## WORK INSTRUCTION
Give the listing below again in full, exactly as written.

## DATASET RECORDS
□ □ □ □ □

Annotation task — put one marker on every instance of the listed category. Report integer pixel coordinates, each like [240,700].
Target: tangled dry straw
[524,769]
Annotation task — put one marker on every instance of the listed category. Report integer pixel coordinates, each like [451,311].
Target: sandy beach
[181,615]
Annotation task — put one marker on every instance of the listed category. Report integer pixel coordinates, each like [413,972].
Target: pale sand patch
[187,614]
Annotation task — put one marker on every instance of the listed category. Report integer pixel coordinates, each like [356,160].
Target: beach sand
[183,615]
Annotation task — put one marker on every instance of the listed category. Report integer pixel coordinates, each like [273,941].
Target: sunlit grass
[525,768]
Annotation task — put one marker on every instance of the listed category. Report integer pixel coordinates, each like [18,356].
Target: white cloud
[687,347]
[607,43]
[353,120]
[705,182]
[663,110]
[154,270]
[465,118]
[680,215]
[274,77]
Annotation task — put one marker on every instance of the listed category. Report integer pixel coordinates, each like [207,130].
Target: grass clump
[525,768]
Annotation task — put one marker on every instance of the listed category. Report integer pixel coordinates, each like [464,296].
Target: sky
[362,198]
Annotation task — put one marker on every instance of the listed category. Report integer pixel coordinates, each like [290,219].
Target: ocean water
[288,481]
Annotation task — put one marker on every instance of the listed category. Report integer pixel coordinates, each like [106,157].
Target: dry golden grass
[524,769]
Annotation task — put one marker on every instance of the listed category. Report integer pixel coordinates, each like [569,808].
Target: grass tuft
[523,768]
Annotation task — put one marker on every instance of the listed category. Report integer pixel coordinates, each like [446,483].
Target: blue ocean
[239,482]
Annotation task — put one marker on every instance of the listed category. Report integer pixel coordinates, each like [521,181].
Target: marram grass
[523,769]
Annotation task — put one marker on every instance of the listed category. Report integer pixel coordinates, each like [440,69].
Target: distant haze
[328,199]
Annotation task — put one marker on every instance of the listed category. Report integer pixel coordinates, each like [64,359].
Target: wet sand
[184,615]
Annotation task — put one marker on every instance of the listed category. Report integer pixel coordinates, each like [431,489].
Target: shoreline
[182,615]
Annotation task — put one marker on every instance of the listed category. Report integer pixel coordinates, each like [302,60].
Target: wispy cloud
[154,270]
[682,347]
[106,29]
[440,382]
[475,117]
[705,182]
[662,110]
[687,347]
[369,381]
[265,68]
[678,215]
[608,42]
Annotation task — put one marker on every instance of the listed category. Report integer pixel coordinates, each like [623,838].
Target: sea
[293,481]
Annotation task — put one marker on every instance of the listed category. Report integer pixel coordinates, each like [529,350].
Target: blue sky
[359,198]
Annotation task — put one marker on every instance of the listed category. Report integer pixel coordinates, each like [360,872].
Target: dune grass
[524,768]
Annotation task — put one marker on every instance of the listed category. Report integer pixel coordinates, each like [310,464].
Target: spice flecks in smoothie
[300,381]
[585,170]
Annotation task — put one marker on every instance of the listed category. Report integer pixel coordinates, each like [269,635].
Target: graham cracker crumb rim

□ □ □ □ □

## ANSWER TO THIS EXERCISE
Annotation task — put one marker on every instance of the listed category. Report integer pixel coordinates, each like [240,700].
Target: tangled dry straw
[524,769]
Annotation task — put one marker on every instance of the listed category. Report integer pixel coordinates, each like [451,311].
Target: sandy beach
[181,615]
Annotation task — put one marker on every instance of the listed category. Report integer pixel coordinates, each like [413,972].
Target: pale sand patch
[187,614]
Annotation task — put one marker on every instance of the listed category. Report integer pixel coordinates, each like [356,160].
Target: beach sand
[183,615]
Annotation task — put one marker on every instance of the listed category. Report integer pixel coordinates, each like [273,941].
Target: sunlit grass
[525,768]
Annotation task — put one marker on every instance of the listed category. Report integer pixel coordinates, each like [18,356].
Target: white cloud
[687,347]
[607,43]
[353,120]
[705,182]
[663,110]
[154,270]
[465,118]
[680,215]
[274,77]
Annotation task — put one marker on every instance of the listed category. Report integer pixel coordinates, each like [207,130].
Target: grass clump
[525,768]
Annotation task — put one marker on every instance of the listed category. Report integer pixel coordinates, each like [464,296].
Target: sky
[362,198]
Annotation task — put one marker on every instance of the listed category. Report integer pixel coordinates, each like [290,219].
Target: ocean water
[288,481]
Annotation task — put one marker on every instance of the listed category. Report integer pixel coordinates, each like [106,157].
Target: dry golden grass
[524,769]
Annotation task — put one marker on every instance of the listed category. Report integer pixel coordinates, each like [569,808].
Target: grass tuft
[523,768]
Annotation task — put one marker on every instance of the listed category. Report integer pixel coordinates, each like [446,483].
Target: blue ocean
[239,482]
Annotation task — put one marker on every instance of the listed category. Report integer pixel coordinates, each like [521,181].
Target: marram grass
[523,769]
Annotation task — put one marker on every instance of the listed category. Report integer pixel coordinates, each like [440,69].
Target: distant haze
[328,199]
Annotation task — put one marker on every instance of the listed category. Report integer pixel coordinates, each like [64,359].
Target: wet sand
[184,615]
Annotation task — put one marker on every instance of the listed category. Report integer pixel coordinates, each like [431,489].
Target: shoreline
[182,615]
Annotation task — put one marker on every instance of the listed category. Report integer pixel coordinates, each like [302,60].
Target: wispy cloud
[154,270]
[682,347]
[106,29]
[440,382]
[475,117]
[705,182]
[662,110]
[687,347]
[369,381]
[265,68]
[678,215]
[608,42]
Annotation task — put one marker on every instance of the listed category. Report integer pixel coordinates, each like [623,838].
Target: sea
[293,481]
Annotation task — put one marker on every instance of the listed category. Report integer pixel coordinates, each like [529,350].
Target: blue sky
[359,198]
Annotation task — put one marker on every instance of the listed category. Report integer pixel coordinates, each like [360,872].
Target: dune grass
[524,768]
Annotation task — put one marker on every instance of the listed category. Report integer pixel coordinates, each like [310,464].
Target: spice flecks in smoothie
[300,381]
[585,170]
Annotation task — put one marker on every instance of the listed category. Report integer pixel coordinates, each like [269,635].
Target: graham cracker crumb rim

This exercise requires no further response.